## [GIVEN EXERCISE]
Nothing but the lines from the one containing "If you could point out the cave entrance" to the end of the data should be returned, each exactly as written.

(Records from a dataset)

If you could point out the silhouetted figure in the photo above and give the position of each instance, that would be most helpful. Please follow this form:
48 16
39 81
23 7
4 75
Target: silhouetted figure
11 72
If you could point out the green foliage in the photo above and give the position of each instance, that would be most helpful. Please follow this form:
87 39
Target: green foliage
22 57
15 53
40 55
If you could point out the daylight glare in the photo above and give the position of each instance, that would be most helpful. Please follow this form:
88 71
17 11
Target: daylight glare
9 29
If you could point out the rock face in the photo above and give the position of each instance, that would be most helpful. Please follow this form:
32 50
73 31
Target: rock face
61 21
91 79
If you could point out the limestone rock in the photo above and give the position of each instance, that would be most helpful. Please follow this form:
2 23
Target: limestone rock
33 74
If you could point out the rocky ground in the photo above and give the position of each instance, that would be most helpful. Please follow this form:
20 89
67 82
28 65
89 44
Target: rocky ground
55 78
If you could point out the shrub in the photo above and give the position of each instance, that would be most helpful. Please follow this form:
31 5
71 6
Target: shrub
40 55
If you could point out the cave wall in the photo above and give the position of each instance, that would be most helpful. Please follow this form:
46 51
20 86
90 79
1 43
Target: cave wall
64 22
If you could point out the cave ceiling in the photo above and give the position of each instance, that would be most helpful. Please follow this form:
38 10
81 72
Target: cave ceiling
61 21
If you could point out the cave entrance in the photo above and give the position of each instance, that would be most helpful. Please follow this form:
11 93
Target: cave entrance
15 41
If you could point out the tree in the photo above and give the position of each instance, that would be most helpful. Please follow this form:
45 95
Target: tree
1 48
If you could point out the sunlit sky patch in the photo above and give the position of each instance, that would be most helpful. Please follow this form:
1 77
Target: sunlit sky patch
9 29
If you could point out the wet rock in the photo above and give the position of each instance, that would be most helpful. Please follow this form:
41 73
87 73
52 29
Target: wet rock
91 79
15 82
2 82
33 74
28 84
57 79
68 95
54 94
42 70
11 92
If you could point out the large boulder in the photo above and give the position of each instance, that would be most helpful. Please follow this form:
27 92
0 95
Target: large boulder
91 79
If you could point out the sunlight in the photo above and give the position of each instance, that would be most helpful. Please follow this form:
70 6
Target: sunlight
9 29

## [EXPECTED ANSWER]
If you could point out the cave entrance in the photo above and give the position of each instance, that would be most helpful. Please follow this form:
11 93
Target: cave entrance
15 41
If you could point out the tree in the photo above and give the position of each instance, that would be most helpful. Please follow this form:
45 95
Target: tree
1 48
If you could point out the sunlit sky patch in the photo above and give the position of each instance, that would be most helpful. Please follow this form:
1 77
Target: sunlit sky patch
9 29
If you could point out the wet rock in the photo above and give the position of each instance, that would be most helpful. Please follow this form:
41 73
87 73
52 29
Target: wet rock
91 79
15 82
2 82
33 74
28 84
57 79
68 95
54 94
42 70
11 92
If you could point out the large boulder in the photo above and give the position of each instance, that would be most helpful. Please follow this form:
27 92
0 95
Target: large boulder
91 79
If you could point out the sunlight in the photo above and give the position of each instance, that would be most helpful. Please follow this form:
70 6
Target: sunlight
9 29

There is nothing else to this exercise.